#### [Written request]
In the listing below, take the part that opens with the line containing "Greenhouse-scouting task: tag the boy playing" and closes with the line containing "point(279, 42)", and write out only those lines again with every "Greenhouse-scouting task" replaced by "Field-survey task", changing nothing else.

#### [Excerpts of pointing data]
==============================

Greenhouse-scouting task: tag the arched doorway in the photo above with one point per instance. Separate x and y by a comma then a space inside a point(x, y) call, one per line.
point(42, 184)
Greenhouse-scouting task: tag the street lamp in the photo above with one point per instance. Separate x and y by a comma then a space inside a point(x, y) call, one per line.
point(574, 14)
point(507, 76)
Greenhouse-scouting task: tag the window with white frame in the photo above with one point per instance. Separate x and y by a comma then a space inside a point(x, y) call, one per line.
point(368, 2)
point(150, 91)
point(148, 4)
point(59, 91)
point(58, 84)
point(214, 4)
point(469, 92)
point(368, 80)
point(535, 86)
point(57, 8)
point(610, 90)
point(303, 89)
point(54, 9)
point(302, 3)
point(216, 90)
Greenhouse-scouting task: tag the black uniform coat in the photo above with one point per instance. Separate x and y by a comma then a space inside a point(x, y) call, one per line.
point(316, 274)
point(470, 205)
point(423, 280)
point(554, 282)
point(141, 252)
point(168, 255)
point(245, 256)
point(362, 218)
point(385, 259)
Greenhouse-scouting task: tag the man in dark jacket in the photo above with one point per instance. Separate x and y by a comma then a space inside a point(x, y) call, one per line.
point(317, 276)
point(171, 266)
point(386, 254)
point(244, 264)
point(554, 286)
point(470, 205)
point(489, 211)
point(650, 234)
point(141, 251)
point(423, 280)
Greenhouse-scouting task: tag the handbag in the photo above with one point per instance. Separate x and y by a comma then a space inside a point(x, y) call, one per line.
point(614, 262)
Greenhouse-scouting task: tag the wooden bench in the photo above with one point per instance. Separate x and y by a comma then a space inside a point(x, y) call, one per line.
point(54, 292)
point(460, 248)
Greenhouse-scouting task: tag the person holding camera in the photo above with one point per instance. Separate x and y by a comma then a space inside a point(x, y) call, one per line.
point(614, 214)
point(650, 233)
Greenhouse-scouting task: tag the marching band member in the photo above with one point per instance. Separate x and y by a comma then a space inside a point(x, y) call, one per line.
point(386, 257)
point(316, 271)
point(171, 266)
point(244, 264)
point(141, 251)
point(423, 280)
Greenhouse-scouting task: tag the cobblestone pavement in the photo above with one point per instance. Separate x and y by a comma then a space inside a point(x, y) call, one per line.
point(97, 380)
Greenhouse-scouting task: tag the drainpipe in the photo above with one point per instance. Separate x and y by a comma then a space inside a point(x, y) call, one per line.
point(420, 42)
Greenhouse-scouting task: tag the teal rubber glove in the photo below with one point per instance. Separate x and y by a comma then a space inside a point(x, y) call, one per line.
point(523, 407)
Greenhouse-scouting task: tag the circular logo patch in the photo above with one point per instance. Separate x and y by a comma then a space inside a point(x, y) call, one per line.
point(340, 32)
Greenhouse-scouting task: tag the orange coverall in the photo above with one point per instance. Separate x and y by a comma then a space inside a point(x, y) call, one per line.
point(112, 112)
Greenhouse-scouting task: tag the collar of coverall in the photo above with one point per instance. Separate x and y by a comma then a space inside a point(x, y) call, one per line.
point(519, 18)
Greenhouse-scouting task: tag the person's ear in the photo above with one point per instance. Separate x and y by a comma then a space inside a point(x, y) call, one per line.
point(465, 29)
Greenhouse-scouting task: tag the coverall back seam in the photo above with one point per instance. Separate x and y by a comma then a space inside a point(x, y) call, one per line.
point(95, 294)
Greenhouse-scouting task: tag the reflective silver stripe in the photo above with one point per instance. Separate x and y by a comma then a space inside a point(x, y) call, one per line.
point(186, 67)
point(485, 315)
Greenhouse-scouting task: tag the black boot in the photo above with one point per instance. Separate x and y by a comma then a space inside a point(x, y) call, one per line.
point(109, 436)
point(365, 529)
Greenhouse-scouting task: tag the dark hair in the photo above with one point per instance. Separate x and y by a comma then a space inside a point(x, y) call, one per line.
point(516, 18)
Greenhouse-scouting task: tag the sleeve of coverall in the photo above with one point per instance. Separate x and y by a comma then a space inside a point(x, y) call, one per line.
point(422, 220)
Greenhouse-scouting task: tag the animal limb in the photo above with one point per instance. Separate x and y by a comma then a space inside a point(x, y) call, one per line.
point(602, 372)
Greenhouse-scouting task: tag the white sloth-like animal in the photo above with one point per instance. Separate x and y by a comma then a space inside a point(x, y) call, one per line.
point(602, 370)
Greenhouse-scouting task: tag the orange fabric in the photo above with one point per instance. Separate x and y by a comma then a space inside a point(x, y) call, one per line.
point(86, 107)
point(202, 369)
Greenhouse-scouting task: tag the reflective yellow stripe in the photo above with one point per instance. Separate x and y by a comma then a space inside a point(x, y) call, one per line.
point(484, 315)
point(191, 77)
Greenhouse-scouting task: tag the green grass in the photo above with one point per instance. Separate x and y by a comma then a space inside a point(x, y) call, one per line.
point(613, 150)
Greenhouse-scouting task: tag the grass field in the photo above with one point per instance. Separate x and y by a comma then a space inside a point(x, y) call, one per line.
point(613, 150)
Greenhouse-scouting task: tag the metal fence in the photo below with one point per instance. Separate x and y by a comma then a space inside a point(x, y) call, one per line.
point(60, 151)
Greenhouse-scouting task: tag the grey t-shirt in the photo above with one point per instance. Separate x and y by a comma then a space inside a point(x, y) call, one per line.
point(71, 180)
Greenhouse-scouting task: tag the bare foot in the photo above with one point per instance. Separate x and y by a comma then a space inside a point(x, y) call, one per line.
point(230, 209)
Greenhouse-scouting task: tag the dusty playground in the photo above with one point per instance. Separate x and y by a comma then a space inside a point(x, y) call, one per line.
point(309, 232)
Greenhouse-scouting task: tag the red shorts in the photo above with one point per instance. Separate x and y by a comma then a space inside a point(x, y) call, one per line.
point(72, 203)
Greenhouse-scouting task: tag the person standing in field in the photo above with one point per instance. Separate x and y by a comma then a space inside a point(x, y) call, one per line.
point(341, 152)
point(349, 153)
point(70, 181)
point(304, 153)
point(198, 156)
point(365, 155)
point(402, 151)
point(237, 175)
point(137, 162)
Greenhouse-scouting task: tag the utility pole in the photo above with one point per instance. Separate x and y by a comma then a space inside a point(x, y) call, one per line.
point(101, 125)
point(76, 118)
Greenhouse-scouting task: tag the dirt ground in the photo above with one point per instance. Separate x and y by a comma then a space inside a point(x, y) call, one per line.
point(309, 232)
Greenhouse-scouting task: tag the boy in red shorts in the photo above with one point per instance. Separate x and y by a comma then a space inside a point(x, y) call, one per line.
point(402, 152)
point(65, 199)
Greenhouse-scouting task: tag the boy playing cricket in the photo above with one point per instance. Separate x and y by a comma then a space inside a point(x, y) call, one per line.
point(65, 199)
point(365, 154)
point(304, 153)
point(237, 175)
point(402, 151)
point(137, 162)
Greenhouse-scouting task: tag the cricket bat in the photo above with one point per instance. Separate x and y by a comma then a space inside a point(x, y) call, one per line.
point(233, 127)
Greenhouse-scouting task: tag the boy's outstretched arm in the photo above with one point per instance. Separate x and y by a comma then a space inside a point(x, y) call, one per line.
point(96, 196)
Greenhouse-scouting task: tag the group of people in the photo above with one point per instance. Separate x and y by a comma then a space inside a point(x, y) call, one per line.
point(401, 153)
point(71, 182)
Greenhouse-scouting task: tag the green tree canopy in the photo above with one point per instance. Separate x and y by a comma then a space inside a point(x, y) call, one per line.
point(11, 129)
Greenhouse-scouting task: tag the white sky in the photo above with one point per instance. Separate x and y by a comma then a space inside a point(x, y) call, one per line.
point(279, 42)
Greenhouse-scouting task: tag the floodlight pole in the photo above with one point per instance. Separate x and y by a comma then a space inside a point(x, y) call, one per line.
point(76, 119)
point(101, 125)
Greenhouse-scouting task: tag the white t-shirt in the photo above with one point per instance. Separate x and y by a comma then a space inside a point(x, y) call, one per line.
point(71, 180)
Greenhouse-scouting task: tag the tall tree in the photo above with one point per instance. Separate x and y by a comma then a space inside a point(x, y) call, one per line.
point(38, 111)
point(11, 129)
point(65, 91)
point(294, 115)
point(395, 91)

==============================

#### [Solution]
Field-survey task: tag the boy playing cricket in the photo above with one point per instance. Separate x and y by a comma then a space inside a point(x, y) call, one per line.
point(65, 199)
point(365, 154)
point(304, 153)
point(237, 175)
point(402, 151)
point(137, 162)
Field-survey task: tag the cricket bat in the photo above with one point per instance. Separate x and y by a comma then a space inside a point(x, y) call, one per line.
point(233, 127)
Field-survey task: tag the boy's outstretched arm in the photo above with one point per instance. Separate x and y by a comma then a space inside a point(x, y) call, one per line.
point(96, 196)
Field-survey task: tag the group of people in the photo above with one point per instance. Separate x and y by a comma then a space inside a point(x, y) call, one per line.
point(401, 153)
point(71, 182)
Field-survey task: tag the green tree canopy in the photo above with one point per instance. Separate x and y by a comma then a space inside a point(x, y) call, one per line.
point(11, 129)
Field-survey task: tag the white sky in the photo above with one point per instance. Separate x and y by a comma then a space inside a point(x, y) call, one per line.
point(279, 42)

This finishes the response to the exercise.